Named region outline entries
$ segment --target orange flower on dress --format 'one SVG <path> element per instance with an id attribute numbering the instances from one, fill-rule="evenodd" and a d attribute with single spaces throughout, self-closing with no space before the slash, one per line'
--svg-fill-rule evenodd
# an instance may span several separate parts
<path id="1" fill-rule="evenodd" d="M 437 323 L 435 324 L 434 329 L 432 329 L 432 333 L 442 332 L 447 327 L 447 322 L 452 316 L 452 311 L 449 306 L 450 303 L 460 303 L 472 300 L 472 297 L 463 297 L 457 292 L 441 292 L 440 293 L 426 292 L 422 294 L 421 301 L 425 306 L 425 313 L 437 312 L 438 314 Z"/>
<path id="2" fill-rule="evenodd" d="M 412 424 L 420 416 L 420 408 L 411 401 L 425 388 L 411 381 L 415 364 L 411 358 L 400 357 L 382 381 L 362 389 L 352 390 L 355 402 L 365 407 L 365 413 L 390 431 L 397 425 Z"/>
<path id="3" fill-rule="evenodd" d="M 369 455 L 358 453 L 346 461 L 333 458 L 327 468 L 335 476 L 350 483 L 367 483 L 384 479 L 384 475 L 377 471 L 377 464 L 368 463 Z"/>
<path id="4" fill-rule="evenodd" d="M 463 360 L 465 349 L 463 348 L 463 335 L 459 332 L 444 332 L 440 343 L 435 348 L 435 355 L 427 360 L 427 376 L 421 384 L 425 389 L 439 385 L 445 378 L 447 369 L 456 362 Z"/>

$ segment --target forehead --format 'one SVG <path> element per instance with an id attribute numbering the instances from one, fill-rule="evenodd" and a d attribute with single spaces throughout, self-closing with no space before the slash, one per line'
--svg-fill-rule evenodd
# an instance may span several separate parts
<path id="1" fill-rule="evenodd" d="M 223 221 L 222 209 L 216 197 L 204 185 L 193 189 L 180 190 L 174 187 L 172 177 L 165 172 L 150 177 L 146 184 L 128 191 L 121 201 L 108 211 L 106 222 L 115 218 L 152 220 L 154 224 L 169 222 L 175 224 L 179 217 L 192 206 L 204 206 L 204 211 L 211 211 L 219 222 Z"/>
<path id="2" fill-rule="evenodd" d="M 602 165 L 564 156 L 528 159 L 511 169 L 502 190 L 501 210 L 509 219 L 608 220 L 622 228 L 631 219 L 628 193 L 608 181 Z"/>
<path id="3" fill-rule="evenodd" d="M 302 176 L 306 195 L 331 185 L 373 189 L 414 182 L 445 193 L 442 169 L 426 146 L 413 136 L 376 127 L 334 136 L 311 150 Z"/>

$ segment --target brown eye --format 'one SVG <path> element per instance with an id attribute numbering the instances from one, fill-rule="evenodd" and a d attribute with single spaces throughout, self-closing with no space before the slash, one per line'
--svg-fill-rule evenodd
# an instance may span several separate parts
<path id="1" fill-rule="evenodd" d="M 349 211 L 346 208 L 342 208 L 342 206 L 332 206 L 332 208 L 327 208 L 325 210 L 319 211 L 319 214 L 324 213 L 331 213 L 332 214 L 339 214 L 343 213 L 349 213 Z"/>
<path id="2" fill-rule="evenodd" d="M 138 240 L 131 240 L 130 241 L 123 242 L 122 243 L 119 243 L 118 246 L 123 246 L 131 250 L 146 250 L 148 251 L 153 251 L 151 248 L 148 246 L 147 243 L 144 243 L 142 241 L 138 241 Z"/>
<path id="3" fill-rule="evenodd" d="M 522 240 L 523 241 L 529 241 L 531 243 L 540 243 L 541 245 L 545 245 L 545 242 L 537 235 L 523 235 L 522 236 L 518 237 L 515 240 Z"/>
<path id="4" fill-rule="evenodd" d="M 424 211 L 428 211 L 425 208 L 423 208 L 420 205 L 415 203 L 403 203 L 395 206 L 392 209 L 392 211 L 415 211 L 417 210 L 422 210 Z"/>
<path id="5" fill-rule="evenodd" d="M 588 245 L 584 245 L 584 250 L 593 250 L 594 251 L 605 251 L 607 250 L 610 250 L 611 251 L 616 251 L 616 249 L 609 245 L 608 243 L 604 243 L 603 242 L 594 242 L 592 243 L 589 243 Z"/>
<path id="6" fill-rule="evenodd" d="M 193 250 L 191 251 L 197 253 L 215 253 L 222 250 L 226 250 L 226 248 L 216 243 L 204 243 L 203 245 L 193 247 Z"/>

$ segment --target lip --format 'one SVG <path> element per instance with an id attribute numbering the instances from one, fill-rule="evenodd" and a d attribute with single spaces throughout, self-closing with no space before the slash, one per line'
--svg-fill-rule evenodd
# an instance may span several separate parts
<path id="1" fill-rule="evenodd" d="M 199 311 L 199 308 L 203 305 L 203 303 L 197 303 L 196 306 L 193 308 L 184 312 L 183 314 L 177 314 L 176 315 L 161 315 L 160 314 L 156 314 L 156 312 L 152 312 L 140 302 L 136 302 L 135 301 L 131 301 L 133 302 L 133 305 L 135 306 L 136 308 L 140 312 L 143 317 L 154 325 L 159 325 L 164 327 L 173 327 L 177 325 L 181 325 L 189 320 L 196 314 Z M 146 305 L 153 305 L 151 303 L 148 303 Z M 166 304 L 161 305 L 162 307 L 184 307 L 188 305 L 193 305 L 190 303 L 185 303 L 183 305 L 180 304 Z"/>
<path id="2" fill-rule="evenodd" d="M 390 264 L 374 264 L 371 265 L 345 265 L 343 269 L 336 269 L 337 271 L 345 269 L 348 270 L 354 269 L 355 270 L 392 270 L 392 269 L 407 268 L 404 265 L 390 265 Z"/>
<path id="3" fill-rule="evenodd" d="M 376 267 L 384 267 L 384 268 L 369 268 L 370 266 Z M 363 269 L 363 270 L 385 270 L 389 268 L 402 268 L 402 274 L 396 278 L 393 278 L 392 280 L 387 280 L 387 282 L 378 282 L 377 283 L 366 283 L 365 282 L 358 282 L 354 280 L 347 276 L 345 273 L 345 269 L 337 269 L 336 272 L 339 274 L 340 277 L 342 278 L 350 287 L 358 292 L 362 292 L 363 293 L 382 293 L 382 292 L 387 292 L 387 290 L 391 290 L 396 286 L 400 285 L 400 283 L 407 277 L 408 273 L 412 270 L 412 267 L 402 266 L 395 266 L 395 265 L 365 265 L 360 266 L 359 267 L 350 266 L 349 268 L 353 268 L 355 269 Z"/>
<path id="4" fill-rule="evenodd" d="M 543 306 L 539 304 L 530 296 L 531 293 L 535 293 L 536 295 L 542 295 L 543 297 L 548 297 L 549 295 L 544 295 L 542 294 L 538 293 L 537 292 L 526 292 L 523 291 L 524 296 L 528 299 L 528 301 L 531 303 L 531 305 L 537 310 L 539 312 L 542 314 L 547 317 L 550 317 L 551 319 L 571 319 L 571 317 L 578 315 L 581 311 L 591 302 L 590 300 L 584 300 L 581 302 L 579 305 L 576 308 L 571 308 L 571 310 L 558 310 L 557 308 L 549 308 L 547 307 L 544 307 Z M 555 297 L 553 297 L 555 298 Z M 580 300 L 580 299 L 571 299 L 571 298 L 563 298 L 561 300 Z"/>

Direction — Revise all of the entries above, replacing "separate parts" with "disconnected regions" and leaving everything else unchanged.

Full output —
$ segment --target orange flower on dress --format 'one SVG <path> element per instance with an id attribute numbering the instances from one, fill-rule="evenodd" and a d attribute with single spaces throughout, self-closing with no space before the slash, one per line'
--svg-fill-rule evenodd
# an instance may span several disconnected regions
<path id="1" fill-rule="evenodd" d="M 437 323 L 435 324 L 434 329 L 432 329 L 432 333 L 442 332 L 447 327 L 447 322 L 452 316 L 452 311 L 449 306 L 450 303 L 460 303 L 472 300 L 472 297 L 463 297 L 457 292 L 441 292 L 440 293 L 426 292 L 422 294 L 421 301 L 425 306 L 425 313 L 437 312 L 438 314 Z"/>
<path id="2" fill-rule="evenodd" d="M 412 424 L 420 416 L 420 408 L 411 401 L 425 388 L 411 381 L 415 364 L 411 358 L 400 357 L 382 381 L 362 389 L 352 390 L 355 402 L 365 407 L 365 413 L 390 431 L 397 425 Z"/>
<path id="3" fill-rule="evenodd" d="M 369 455 L 358 453 L 346 461 L 333 458 L 327 468 L 335 476 L 350 483 L 367 483 L 384 479 L 384 475 L 377 471 L 377 464 L 368 463 Z"/>
<path id="4" fill-rule="evenodd" d="M 463 360 L 465 349 L 463 348 L 463 335 L 459 332 L 444 332 L 440 343 L 435 348 L 435 355 L 427 360 L 427 376 L 421 384 L 425 389 L 439 385 L 445 378 L 447 369 L 456 362 Z"/>

$ segment --target forehead --format 'one SVG <path> element per instance with an id attribute numbering the instances from one, fill-rule="evenodd" and a d attribute with single spaces throughout, self-closing with no space before the slash, one per line'
--svg-fill-rule evenodd
# an instance may span several disconnected regions
<path id="1" fill-rule="evenodd" d="M 223 221 L 222 209 L 216 197 L 204 185 L 193 189 L 180 190 L 174 187 L 172 177 L 165 172 L 150 177 L 146 184 L 128 191 L 121 201 L 108 211 L 106 222 L 115 218 L 152 220 L 154 224 L 169 222 L 175 224 L 179 217 L 192 206 L 204 206 L 204 211 L 211 211 L 219 222 Z"/>
<path id="2" fill-rule="evenodd" d="M 602 165 L 564 156 L 528 159 L 511 169 L 502 190 L 501 210 L 509 219 L 608 220 L 622 228 L 631 219 L 628 193 L 608 181 Z"/>
<path id="3" fill-rule="evenodd" d="M 302 176 L 306 195 L 331 185 L 373 189 L 414 182 L 445 193 L 442 169 L 426 146 L 413 136 L 376 127 L 334 136 L 311 150 Z"/>

$ segment --target brown eye --format 'one SVG <path> element per instance with an id attribute numbering the instances from one, fill-rule="evenodd" and a d attribute with single spaces throughout, self-closing with no space before the slash, one per line'
--svg-fill-rule evenodd
# an instance may span several disconnected regions
<path id="1" fill-rule="evenodd" d="M 349 211 L 346 208 L 342 208 L 342 206 L 332 206 L 332 208 L 327 208 L 325 210 L 319 211 L 319 214 L 324 213 L 331 213 L 332 214 L 339 214 L 343 213 L 349 213 Z"/>
<path id="2" fill-rule="evenodd" d="M 138 240 L 131 240 L 130 241 L 123 242 L 122 243 L 119 243 L 118 246 L 123 246 L 131 250 L 146 250 L 148 251 L 153 251 L 151 248 L 148 246 L 147 243 L 144 243 L 142 241 L 138 241 Z"/>
<path id="3" fill-rule="evenodd" d="M 522 240 L 523 241 L 529 241 L 531 243 L 540 243 L 541 245 L 545 245 L 545 242 L 537 235 L 523 235 L 522 236 L 518 237 L 515 240 Z"/>
<path id="4" fill-rule="evenodd" d="M 424 211 L 428 211 L 425 208 L 423 208 L 420 205 L 415 203 L 403 203 L 395 206 L 392 209 L 392 211 L 415 211 L 417 210 L 422 210 Z"/>
<path id="5" fill-rule="evenodd" d="M 588 245 L 584 245 L 584 250 L 593 250 L 594 251 L 605 251 L 607 250 L 610 250 L 611 251 L 616 251 L 616 249 L 609 245 L 608 243 L 604 243 L 603 242 L 594 242 L 592 243 L 589 243 Z"/>
<path id="6" fill-rule="evenodd" d="M 193 250 L 191 251 L 197 253 L 215 253 L 222 250 L 226 250 L 226 248 L 216 243 L 204 243 L 203 245 L 193 247 Z"/>

$ segment --target lip --format 'one SVG <path> element per instance with an id attribute numbering the instances from one, fill-rule="evenodd" and a d attribute with single spaces throughout, self-closing with no space before the slash, one per line'
--svg-fill-rule evenodd
# an instance may span several disconnected regions
<path id="1" fill-rule="evenodd" d="M 199 311 L 199 308 L 203 305 L 203 303 L 197 303 L 196 306 L 193 308 L 184 312 L 183 314 L 177 314 L 176 315 L 161 315 L 160 314 L 156 314 L 156 312 L 152 312 L 140 302 L 136 302 L 135 301 L 131 301 L 133 302 L 133 305 L 135 306 L 136 308 L 140 312 L 143 317 L 154 325 L 159 325 L 164 327 L 173 327 L 177 325 L 181 325 L 189 320 L 196 314 Z M 146 305 L 153 305 L 151 303 L 148 303 Z M 166 304 L 161 305 L 162 307 L 184 307 L 188 305 L 193 305 L 190 303 L 185 303 L 183 305 L 180 304 Z"/>
<path id="2" fill-rule="evenodd" d="M 390 264 L 374 264 L 371 265 L 345 265 L 343 269 L 336 269 L 337 271 L 345 269 L 348 270 L 354 269 L 355 270 L 392 270 L 392 269 L 407 268 L 404 265 L 390 265 Z"/>
<path id="3" fill-rule="evenodd" d="M 376 267 L 384 267 L 384 268 L 369 268 L 370 266 Z M 363 269 L 363 270 L 385 270 L 389 268 L 402 268 L 402 274 L 396 278 L 393 278 L 392 280 L 387 280 L 387 282 L 378 282 L 377 283 L 366 283 L 365 282 L 358 282 L 354 280 L 347 276 L 345 273 L 345 269 L 337 269 L 336 272 L 339 274 L 340 277 L 342 278 L 350 287 L 358 292 L 362 292 L 363 293 L 382 293 L 382 292 L 387 292 L 387 290 L 391 290 L 396 286 L 400 285 L 400 283 L 407 277 L 408 273 L 412 270 L 412 267 L 402 266 L 395 266 L 395 265 L 365 265 L 360 266 L 359 267 L 350 266 L 349 268 L 353 268 L 355 269 Z"/>
<path id="4" fill-rule="evenodd" d="M 543 306 L 539 304 L 530 296 L 531 293 L 535 293 L 536 295 L 542 295 L 543 297 L 548 297 L 549 295 L 544 295 L 542 294 L 538 293 L 537 292 L 526 292 L 523 291 L 524 296 L 528 299 L 528 301 L 531 303 L 531 305 L 537 310 L 539 312 L 542 314 L 547 317 L 550 317 L 551 319 L 571 319 L 571 317 L 578 315 L 581 311 L 591 302 L 590 300 L 584 300 L 581 302 L 579 305 L 576 308 L 571 308 L 571 310 L 558 310 L 557 308 L 549 308 L 547 307 L 544 307 Z M 555 297 L 553 297 L 555 298 Z M 580 300 L 580 299 L 571 299 L 571 298 L 563 298 L 561 300 Z"/>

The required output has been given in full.